EL PUNTO DE PARTIDA
“Contemplándote
realmente presente sobre el altar, yo que no valgo nada, que no tengo apenas
estudios, que mi fe es muy pobre y Tú lo sabes, Señor. Yo que no tengo nada que
ofrecerte más que esas pequeñas molestias…De verdad, Señor, que me pregunté si
de veras yo te servía para algo”
(Notas de
conciencia de la Madre María Elvira)
Lo primero en lo que hemos
de fijarnos es en la posición desde la cual María Elvira se sitúa ante el
Señor. Su disposición espiritual es fundamental para llegar a comprender cómo
el Señor hace obras grandes en los corazones sencillos y humildes.
María Elvira no pone ante
el Señor su valía; pues afirma: “no valgo nada”.
No se apoya en una
preparación académica ni en un bagaje cultural: “no tengo apenas estudios”.
No se acerca al Señor con
la presunción temeraria de aquellos que se consideran a sí mismos hombres y
mujeres de fe probada: “mi fe es muy pobre y Tú lo sabes, Señor”.
Se presenta ante el Señor
desde la más absoluta pobreza: “yo no tengo nada que ofrecerte”.
Y es a partir de su
autoconocimiento cuando llega a preguntarse si de veras le servía para algo al
Señor.
María Elvira ha sentido la
llamada del Señor a la vida consagrada, ha sentido en su interior y ha discernido
su vocación para formar parte de una comunidad, cuyos miembros han sido
convocados para vivir en fraternidad y ser enviados para trabajar en la
extensión del reino de Cristo por medio del reinado maternal de María en las
almas.
Ella percibe desde el
primer momento y es plenamente consciente de la grandeza de la vocación que el
Señor le ha regalado. Pero, como mujer de fina conciencia que es, y dejándose
guiar siempre por una recta intención comprende el ideal sublime que el Señor
le presenta, al tiempo que es consciente de su pequeñez y de su pobreza.
A partir de ahí y a lo
largo de toda su andadura sus días discurrirán en un continuado acto de fe, de
confianza ciega en el Señor y en María; en un acto permanente de abandono en las
manos de Dios, apoyada firmemente en la virtud de la esperanza, y entregándose
cada vez más al amor de Dios y del prójimo. ¡Así hasta el final, hasta la
plenitud de su vida!

OBJETIVO 1 =
Responde según el fragmento:
(a) ¿Qué afirma María Elvira sobre sus estudios?
(b) ¿A qué vida ha sentido la llamada del Señor?
(c) ¿En qué virtud se apoya firmemente a lo largo de su andadura?

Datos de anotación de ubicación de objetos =
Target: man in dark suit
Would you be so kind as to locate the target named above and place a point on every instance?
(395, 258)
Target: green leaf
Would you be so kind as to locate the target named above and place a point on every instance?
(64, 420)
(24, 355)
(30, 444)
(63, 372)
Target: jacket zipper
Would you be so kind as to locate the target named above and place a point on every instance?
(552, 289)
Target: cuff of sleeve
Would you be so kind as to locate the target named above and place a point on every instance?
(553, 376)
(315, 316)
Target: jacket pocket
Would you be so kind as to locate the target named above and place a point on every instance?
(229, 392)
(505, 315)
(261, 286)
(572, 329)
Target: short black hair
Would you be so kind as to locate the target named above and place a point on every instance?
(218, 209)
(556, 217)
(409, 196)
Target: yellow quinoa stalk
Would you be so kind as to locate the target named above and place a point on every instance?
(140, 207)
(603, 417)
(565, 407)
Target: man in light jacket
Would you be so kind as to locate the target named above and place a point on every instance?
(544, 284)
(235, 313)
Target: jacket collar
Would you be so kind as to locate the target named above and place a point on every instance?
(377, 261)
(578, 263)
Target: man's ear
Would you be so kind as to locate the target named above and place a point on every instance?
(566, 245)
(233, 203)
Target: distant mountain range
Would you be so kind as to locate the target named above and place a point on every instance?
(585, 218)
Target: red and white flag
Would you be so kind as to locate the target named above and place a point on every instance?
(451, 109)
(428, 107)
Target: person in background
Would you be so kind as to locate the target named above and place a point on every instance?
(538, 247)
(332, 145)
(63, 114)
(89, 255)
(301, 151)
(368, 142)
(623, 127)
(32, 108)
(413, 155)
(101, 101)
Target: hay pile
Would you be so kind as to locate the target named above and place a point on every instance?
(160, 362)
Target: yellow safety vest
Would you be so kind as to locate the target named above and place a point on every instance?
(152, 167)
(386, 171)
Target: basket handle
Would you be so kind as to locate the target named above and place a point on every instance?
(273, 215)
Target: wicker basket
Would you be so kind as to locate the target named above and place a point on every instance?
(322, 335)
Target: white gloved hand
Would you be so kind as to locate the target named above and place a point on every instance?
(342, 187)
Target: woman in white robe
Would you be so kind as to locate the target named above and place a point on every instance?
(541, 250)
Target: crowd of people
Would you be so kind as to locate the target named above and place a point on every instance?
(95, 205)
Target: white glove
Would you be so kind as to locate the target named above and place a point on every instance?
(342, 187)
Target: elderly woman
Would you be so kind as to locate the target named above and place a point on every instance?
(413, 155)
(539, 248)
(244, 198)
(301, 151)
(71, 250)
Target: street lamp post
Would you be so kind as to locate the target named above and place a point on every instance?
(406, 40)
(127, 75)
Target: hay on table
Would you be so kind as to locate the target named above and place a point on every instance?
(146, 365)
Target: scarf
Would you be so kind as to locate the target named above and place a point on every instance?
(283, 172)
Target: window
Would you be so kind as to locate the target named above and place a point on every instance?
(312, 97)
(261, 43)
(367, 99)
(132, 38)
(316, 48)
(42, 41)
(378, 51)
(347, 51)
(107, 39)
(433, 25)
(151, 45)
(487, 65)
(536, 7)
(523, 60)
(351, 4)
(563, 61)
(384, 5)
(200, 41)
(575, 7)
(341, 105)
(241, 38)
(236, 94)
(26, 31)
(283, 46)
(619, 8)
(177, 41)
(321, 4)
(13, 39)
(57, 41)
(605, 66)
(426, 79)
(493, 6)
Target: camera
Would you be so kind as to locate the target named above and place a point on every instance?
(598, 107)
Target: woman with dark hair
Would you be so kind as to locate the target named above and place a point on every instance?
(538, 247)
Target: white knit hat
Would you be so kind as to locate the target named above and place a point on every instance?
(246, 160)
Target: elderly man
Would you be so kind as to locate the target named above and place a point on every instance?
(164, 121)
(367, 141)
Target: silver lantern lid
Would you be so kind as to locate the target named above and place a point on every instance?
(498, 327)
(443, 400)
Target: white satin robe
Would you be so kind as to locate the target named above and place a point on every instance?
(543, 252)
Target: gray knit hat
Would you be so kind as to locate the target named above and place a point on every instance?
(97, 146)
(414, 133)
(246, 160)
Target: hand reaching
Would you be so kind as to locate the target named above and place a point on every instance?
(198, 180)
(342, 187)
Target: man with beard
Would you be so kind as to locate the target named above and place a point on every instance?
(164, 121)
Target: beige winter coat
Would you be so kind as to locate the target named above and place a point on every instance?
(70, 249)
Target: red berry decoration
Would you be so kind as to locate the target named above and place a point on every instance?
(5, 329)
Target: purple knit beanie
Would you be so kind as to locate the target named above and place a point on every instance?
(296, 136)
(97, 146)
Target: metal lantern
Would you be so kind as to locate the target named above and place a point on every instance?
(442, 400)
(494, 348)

OBJETIVO 2 = Reproduce palabra por palabra el tramo del listado que va desde la línea que contiene "Target: silver lantern lid" hasta el final del listado, con ambos extremos incluidos.

RESULTADO 1 =
(a) Afirma que no tiene apenas estudios.
(b) A la vida consagrada.
(c) En la virtud de la esperanza.

RESULTADO 2 =
Target: silver lantern lid
Would you be so kind as to locate the target named above and place a point on every instance?
(498, 327)
(443, 400)
Target: white satin robe
Would you be so kind as to locate the target named above and place a point on every instance?
(543, 252)
Target: gray knit hat
Would you be so kind as to locate the target named above and place a point on every instance?
(97, 146)
(414, 133)
(246, 160)
Target: hand reaching
Would you be so kind as to locate the target named above and place a point on every instance?
(198, 180)
(342, 187)
Target: man with beard
Would you be so kind as to locate the target named above and place a point on every instance?
(164, 121)
Target: beige winter coat
Would you be so kind as to locate the target named above and place a point on every instance?
(70, 249)
Target: red berry decoration
Would you be so kind as to locate the target named above and place a point on every instance?
(5, 329)
Target: purple knit beanie
Would you be so kind as to locate the target named above and place a point on every instance?
(296, 136)
(97, 146)
Target: metal lantern
Would you be so kind as to locate the target named above and place a point on every instance?
(442, 400)
(494, 348)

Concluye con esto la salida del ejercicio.